En sus Crónicas marcianas aunque a veces terribles (o demasiado humanos) los alienígenas por lo general cultivan una sensibilidad exquisita, como lo señala en el cuento “Aunque siga brillando la luna”, los habitantes del planeta rojo “combinaron religión, arte y ciencia, pues en verdad la ciencia no es más que la investigación de un milagro inexplicable, y el arte, la interpretación de ese milagro. No permitieron que la ciencia aplastara la belleza”.
En algunos pasajes memorables de la que es tal vez su mejor obra, Crónicas marciana, conviven en armonía la ciencia y el arte, y sobre todo una manera (para algunos ingenua) de ver la vida como un auténtico milagro. En la conferencia que dio vía satélite en el marco de la FIL en 2009, el escritor de ciencia ficción urgió a la conquista de Marte, al tiempo que hacía un recuerdo de su madre cinéfila, y de la portentosa memoria que le permitía rememorar incluso el sabor de la leche materna. Es esto Bradbury era inigualable, al recordarnos que otros mundos mejores son posibles. Pero incluso sin la conquista de otras galaxias, el ser humano podría crear el paraíso aquí en la tierra si fuera capaz de apreciar la simpleza y lo extraordinario de la realidad.

_Qué hacer:_
(a) Responde a partir del texto sobre Crónicas marcianas:
(i) Según el cuento citado, ¿qué tres cosas combinaron los habitantes del planeta rojo?
(ii) ¿En qué año dio el escritor la conferencia vía satélite en el marco de la FIL?
(iii) ¿A la conquista de qué planeta urgió el escritor en esa conferencia?
(b) Copia literalmente el fragmento del texto sobre Crónicas marcianas que se abre con las palabras "En algunos pasajes" y se cierra con "de la realidad.".

Entradas de anotación de coordenadas:
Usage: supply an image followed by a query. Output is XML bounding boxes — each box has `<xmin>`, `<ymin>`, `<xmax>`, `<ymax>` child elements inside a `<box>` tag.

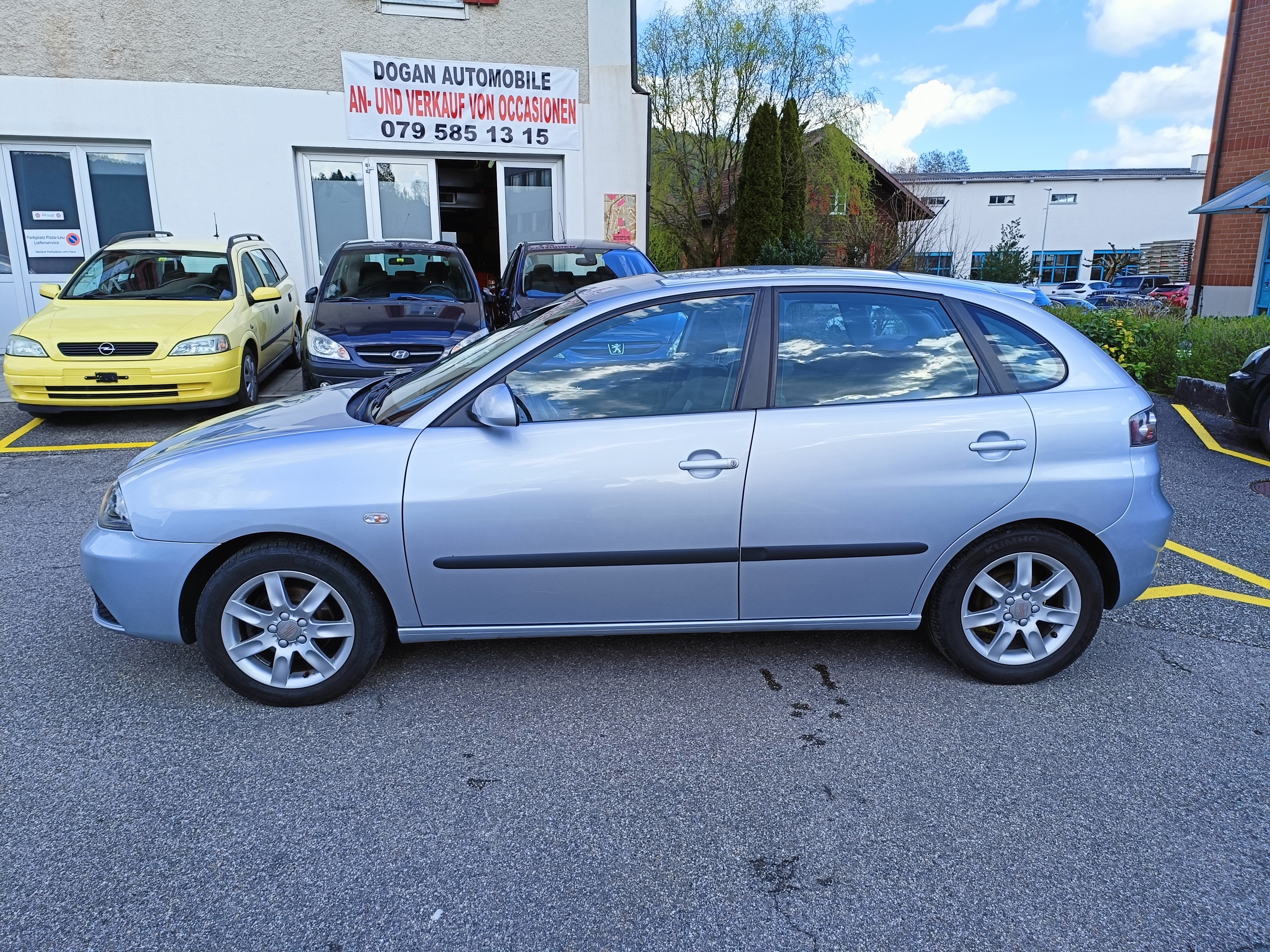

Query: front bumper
<box><xmin>4</xmin><ymin>348</ymin><xmax>242</xmax><ymax>410</ymax></box>
<box><xmin>80</xmin><ymin>524</ymin><xmax>216</xmax><ymax>644</ymax></box>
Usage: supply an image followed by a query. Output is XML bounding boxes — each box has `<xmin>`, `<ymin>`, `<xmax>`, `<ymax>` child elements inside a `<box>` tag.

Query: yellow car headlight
<box><xmin>4</xmin><ymin>334</ymin><xmax>48</xmax><ymax>357</ymax></box>
<box><xmin>168</xmin><ymin>334</ymin><xmax>230</xmax><ymax>357</ymax></box>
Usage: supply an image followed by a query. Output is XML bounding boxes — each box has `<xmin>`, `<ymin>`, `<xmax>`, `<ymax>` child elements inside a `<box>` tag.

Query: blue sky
<box><xmin>639</xmin><ymin>0</ymin><xmax>1229</xmax><ymax>171</ymax></box>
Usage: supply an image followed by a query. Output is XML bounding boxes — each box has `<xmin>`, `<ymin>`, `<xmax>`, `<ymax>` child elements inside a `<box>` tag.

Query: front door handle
<box><xmin>965</xmin><ymin>439</ymin><xmax>1028</xmax><ymax>452</ymax></box>
<box><xmin>679</xmin><ymin>460</ymin><xmax>740</xmax><ymax>472</ymax></box>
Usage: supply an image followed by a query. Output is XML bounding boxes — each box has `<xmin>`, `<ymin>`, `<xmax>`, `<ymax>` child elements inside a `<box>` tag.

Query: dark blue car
<box><xmin>302</xmin><ymin>241</ymin><xmax>489</xmax><ymax>388</ymax></box>
<box><xmin>497</xmin><ymin>241</ymin><xmax>657</xmax><ymax>324</ymax></box>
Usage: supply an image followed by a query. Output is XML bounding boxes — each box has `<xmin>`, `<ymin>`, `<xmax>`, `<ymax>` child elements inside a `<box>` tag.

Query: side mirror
<box><xmin>471</xmin><ymin>383</ymin><xmax>521</xmax><ymax>426</ymax></box>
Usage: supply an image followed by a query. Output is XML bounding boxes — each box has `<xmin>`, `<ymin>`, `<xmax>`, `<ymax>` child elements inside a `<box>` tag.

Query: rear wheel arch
<box><xmin>176</xmin><ymin>532</ymin><xmax>400</xmax><ymax>645</ymax></box>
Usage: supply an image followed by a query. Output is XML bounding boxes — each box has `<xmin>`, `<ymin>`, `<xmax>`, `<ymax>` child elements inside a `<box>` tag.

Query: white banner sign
<box><xmin>24</xmin><ymin>228</ymin><xmax>84</xmax><ymax>258</ymax></box>
<box><xmin>342</xmin><ymin>53</ymin><xmax>579</xmax><ymax>152</ymax></box>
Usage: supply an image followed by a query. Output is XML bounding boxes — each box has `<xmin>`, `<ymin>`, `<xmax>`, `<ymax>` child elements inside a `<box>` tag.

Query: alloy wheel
<box><xmin>221</xmin><ymin>571</ymin><xmax>354</xmax><ymax>688</ymax></box>
<box><xmin>961</xmin><ymin>552</ymin><xmax>1081</xmax><ymax>665</ymax></box>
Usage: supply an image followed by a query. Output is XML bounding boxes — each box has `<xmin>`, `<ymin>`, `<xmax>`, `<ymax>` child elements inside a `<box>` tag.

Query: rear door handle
<box><xmin>965</xmin><ymin>439</ymin><xmax>1028</xmax><ymax>452</ymax></box>
<box><xmin>679</xmin><ymin>460</ymin><xmax>740</xmax><ymax>472</ymax></box>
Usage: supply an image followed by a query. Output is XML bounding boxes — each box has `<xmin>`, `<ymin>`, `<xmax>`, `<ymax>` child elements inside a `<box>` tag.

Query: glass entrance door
<box><xmin>301</xmin><ymin>155</ymin><xmax>441</xmax><ymax>284</ymax></box>
<box><xmin>0</xmin><ymin>143</ymin><xmax>155</xmax><ymax>328</ymax></box>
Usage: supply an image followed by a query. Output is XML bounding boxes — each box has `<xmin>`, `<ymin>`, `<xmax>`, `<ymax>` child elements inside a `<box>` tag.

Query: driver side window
<box><xmin>507</xmin><ymin>294</ymin><xmax>754</xmax><ymax>423</ymax></box>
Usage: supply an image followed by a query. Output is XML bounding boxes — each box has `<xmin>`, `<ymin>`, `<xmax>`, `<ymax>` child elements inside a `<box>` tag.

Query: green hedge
<box><xmin>1050</xmin><ymin>307</ymin><xmax>1270</xmax><ymax>394</ymax></box>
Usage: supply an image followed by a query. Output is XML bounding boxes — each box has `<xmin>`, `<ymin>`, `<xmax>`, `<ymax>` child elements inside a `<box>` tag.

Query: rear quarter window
<box><xmin>963</xmin><ymin>301</ymin><xmax>1067</xmax><ymax>394</ymax></box>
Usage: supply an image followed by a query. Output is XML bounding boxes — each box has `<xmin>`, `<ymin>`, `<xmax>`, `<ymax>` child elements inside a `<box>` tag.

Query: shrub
<box><xmin>1050</xmin><ymin>307</ymin><xmax>1270</xmax><ymax>394</ymax></box>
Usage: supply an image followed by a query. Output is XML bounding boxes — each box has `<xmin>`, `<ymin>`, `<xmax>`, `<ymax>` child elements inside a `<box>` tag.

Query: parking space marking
<box><xmin>1174</xmin><ymin>404</ymin><xmax>1270</xmax><ymax>466</ymax></box>
<box><xmin>0</xmin><ymin>416</ymin><xmax>154</xmax><ymax>453</ymax></box>
<box><xmin>1137</xmin><ymin>540</ymin><xmax>1270</xmax><ymax>608</ymax></box>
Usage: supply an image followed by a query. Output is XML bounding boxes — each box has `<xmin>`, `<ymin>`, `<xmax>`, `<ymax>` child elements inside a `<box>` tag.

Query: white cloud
<box><xmin>895</xmin><ymin>66</ymin><xmax>944</xmax><ymax>86</ymax></box>
<box><xmin>1068</xmin><ymin>122</ymin><xmax>1212</xmax><ymax>169</ymax></box>
<box><xmin>861</xmin><ymin>79</ymin><xmax>1015</xmax><ymax>165</ymax></box>
<box><xmin>935</xmin><ymin>0</ymin><xmax>1010</xmax><ymax>33</ymax></box>
<box><xmin>1090</xmin><ymin>27</ymin><xmax>1226</xmax><ymax>122</ymax></box>
<box><xmin>1085</xmin><ymin>0</ymin><xmax>1231</xmax><ymax>53</ymax></box>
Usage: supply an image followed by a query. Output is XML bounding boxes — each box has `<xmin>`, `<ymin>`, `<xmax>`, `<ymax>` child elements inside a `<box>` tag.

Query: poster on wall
<box><xmin>605</xmin><ymin>192</ymin><xmax>635</xmax><ymax>245</ymax></box>
<box><xmin>340</xmin><ymin>53</ymin><xmax>580</xmax><ymax>152</ymax></box>
<box><xmin>23</xmin><ymin>228</ymin><xmax>84</xmax><ymax>258</ymax></box>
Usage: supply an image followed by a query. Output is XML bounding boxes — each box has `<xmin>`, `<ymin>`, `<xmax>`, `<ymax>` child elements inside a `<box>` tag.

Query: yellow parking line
<box><xmin>1138</xmin><ymin>585</ymin><xmax>1270</xmax><ymax>608</ymax></box>
<box><xmin>1174</xmin><ymin>404</ymin><xmax>1270</xmax><ymax>466</ymax></box>
<box><xmin>0</xmin><ymin>416</ymin><xmax>154</xmax><ymax>453</ymax></box>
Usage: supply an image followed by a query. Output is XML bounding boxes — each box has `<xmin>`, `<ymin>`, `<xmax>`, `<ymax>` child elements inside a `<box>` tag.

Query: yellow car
<box><xmin>4</xmin><ymin>231</ymin><xmax>302</xmax><ymax>416</ymax></box>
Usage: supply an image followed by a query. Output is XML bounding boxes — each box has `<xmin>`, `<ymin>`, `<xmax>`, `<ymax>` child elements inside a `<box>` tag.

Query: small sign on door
<box><xmin>23</xmin><ymin>228</ymin><xmax>84</xmax><ymax>258</ymax></box>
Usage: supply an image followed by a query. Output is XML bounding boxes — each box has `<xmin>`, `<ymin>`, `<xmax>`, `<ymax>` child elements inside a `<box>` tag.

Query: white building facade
<box><xmin>895</xmin><ymin>167</ymin><xmax>1204</xmax><ymax>287</ymax></box>
<box><xmin>0</xmin><ymin>0</ymin><xmax>648</xmax><ymax>331</ymax></box>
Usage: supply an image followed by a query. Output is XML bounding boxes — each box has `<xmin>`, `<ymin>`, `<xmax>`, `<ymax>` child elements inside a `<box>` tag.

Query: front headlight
<box><xmin>4</xmin><ymin>334</ymin><xmax>48</xmax><ymax>357</ymax></box>
<box><xmin>168</xmin><ymin>334</ymin><xmax>230</xmax><ymax>357</ymax></box>
<box><xmin>1239</xmin><ymin>348</ymin><xmax>1270</xmax><ymax>371</ymax></box>
<box><xmin>306</xmin><ymin>330</ymin><xmax>353</xmax><ymax>360</ymax></box>
<box><xmin>96</xmin><ymin>482</ymin><xmax>132</xmax><ymax>532</ymax></box>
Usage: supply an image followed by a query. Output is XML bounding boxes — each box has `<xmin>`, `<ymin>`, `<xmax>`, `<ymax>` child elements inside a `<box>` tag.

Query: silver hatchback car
<box><xmin>81</xmin><ymin>268</ymin><xmax>1172</xmax><ymax>704</ymax></box>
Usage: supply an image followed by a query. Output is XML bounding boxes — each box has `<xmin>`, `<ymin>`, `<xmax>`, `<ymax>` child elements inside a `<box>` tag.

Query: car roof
<box><xmin>525</xmin><ymin>239</ymin><xmax>639</xmax><ymax>251</ymax></box>
<box><xmin>105</xmin><ymin>235</ymin><xmax>246</xmax><ymax>254</ymax></box>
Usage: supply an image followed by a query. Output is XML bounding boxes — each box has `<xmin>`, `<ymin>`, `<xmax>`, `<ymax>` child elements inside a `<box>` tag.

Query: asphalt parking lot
<box><xmin>0</xmin><ymin>383</ymin><xmax>1270</xmax><ymax>952</ymax></box>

_Resultados:_
(a)
(i) Religión, arte y ciencia.
(ii) En 2009.
(iii) Marte.

(b)
En algunos pasajes memorables de la que es tal vez su mejor obra, Crónicas marciana, conviven en armonía la ciencia y el arte, y sobre todo una manera (para algunos ingenua) de ver la vida como un auténtico milagro. En la conferencia que dio vía satélite en el marco de la FIL en 2009, el escritor de ciencia ficción urgió a la conquista de Marte, al tiempo que hacía un recuerdo de su madre cinéfila, y de la portentosa memoria que le permitía rememorar incluso el sabor de la leche materna. Es esto Bradbury era inigualable, al recordarnos que otros mundos mejores son posibles. Pero incluso sin la conquista de otras galaxias, el ser humano podría crear el paraíso aquí en la tierra si fuera capaz de apreciar la simpleza y lo extraordinario de la realidad.